_TEXTE FOURNI_
☆ ☆ ☆

Le premier trimestre de l’année semble déjà riche en transformations organisationnelles. Les restructurations se multiplient, tout comme les faillites et les mises à pied. Il s’agit d’une conséquence sans surprise pour une économie canadienne souffrant d’un manque de productivité qu’on aura camouflé un certain temps à coups d’interventions gouvernementales et d’importation d’une main-d’œuvre bon marché.

Pour les cadres supérieurs affectés à la tâche de restructurer leur équipe avec comme défi bien connu « de faire plus avec moins », on s’oblige à réviser le plan d’impératifs stratégiques et consubstantiellement la répartition des ressources, la gestion des talents. En amont, il s’agit également d’effectuer un diagnostic large, tenant compte des facteurs externes et internes. Considérer les effets, positifs comme négatifs, des bouleversements macroéconomiques sur l’organisation.

La montée de l’intelligence artificielle, les pressions géopolitiques, la disponibilité de la main-d’œuvre qualifiée dans le secteur et les avancées du travail hybride sont quelques-uns des enjeux qui surplombent l’entreprise et ses propres défis internes. C’est dans ce contexte incertain, certains diraient brumeux, que des décisions doivent être prises pour moderniser la structure organisationnelle.

Évoluant sous pression, le gestionnaire ayant pour mandat de procéder à des changements pourrait tomber dans le piège du rapiéçage, de la tentation de limiter les changements vers un monde meilleur. Paradoxalement, cette prudence est souvent risquée. Le progrès découlant d’un raccommodage est souvent minime, voire invisible, outre l’atteinte des objectifs de réduction de headcounts sur le papier.

Ainsi, des employés partent, mais les problèmes criants demeurent : décalage entre talents disponibles et nouvelles compétences requises, ambiance de travail déficiente, pressions démesurées sur des employés surchargés, etc. La clientèle n’y verra rien, sinon une preuve d’inertie. Pire, ce type de restructuration à la va-vite est souvent caractérisé par une réduction disproportionnée d’effectifs servant la clientèle, manœuvre symptomatique d’organisations se repliant sur elles-mêmes et priorisant l’urgence d’agir au besoin d’une bonne réflexion.

Les gestionnaires motivés et appuyés par la haute direction prendront un autre chemin. On considérera l’ensemble des facteurs, on consultera des experts et parfois même des clients ou des fournisseurs, reconnaissant le besoin d’air frais pour alimenter la réflexion. En conclusion de cet exercice, on identifiera les « bonnes chaises » ainsi que le profil idéal de celui qui l’occupera. Il est évidemment souhaitable que chaque employé soit replacé ou maintenu dans l’organigramme, mais c’est rarement possible. La conséquence est alors contrastée : des employés de la firme devront se trouver un emploi ailleurs au moment même où celle-ci affichera des postes disponibles.

☆ ☆ ☆

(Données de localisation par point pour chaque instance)
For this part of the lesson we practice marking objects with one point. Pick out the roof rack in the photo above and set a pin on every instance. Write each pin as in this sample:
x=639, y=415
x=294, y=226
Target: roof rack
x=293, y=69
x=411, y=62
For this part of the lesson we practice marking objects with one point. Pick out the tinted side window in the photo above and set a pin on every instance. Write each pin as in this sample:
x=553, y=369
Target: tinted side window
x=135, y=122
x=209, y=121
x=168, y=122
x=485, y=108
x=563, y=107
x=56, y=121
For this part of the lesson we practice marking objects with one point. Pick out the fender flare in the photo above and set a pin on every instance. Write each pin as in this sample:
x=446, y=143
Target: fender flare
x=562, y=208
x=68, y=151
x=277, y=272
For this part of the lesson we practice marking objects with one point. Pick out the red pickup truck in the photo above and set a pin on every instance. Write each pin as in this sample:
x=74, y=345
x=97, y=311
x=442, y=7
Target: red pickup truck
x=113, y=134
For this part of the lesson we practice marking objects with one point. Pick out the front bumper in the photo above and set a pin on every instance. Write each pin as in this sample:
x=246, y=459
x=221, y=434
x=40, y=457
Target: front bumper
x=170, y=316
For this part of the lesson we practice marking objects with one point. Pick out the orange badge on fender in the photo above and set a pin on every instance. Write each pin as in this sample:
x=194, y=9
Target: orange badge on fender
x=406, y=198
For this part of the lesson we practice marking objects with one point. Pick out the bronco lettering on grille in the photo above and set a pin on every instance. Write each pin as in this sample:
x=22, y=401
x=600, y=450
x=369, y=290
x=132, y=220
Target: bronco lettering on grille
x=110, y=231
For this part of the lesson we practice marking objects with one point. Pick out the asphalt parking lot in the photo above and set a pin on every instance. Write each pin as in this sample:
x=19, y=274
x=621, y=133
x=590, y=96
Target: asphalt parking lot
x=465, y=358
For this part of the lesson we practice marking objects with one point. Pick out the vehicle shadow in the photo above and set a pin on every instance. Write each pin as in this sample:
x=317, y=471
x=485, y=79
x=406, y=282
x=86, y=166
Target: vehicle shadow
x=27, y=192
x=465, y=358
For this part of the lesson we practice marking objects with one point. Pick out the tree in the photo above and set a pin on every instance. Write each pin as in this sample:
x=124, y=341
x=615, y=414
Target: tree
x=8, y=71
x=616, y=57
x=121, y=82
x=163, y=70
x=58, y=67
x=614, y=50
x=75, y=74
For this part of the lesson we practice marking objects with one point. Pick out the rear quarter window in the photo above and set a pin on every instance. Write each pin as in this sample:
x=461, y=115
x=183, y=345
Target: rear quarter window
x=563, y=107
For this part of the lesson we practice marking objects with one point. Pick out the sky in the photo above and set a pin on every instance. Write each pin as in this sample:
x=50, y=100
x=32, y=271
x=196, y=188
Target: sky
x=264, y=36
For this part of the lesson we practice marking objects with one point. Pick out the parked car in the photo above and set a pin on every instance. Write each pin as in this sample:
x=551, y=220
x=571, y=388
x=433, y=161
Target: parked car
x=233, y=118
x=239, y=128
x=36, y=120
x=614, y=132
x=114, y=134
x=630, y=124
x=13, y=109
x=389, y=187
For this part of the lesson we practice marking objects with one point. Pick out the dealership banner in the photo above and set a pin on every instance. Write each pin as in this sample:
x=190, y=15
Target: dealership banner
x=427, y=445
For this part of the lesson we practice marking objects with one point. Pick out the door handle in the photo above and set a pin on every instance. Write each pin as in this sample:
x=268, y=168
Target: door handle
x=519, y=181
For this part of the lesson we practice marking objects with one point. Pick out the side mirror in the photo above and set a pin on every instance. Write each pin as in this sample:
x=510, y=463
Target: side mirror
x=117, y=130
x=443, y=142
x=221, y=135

☆ ☆ ☆

_CONSIGNE DE LA TÂCHE_
Pouvez-vous reprendre le texte sur les restructurations d’entreprise entre « Évoluant sous pression, le » et « sur le papier. », inclusivement, en changeant « rapiéçage » en « bricolage » ?

_RÉPONSE ATTENDUE_
Évoluant sous pression, le gestionnaire ayant pour mandat de procéder à des changements pourrait tomber dans le piège du bricolage, de la tentation de limiter les changements vers un monde meilleur. Paradoxalement, cette prudence est souvent risquée. Le progrès découlant d’un raccommodage est souvent minime, voire invisible, outre l’atteinte des objectifs de réduction de headcounts sur le papier.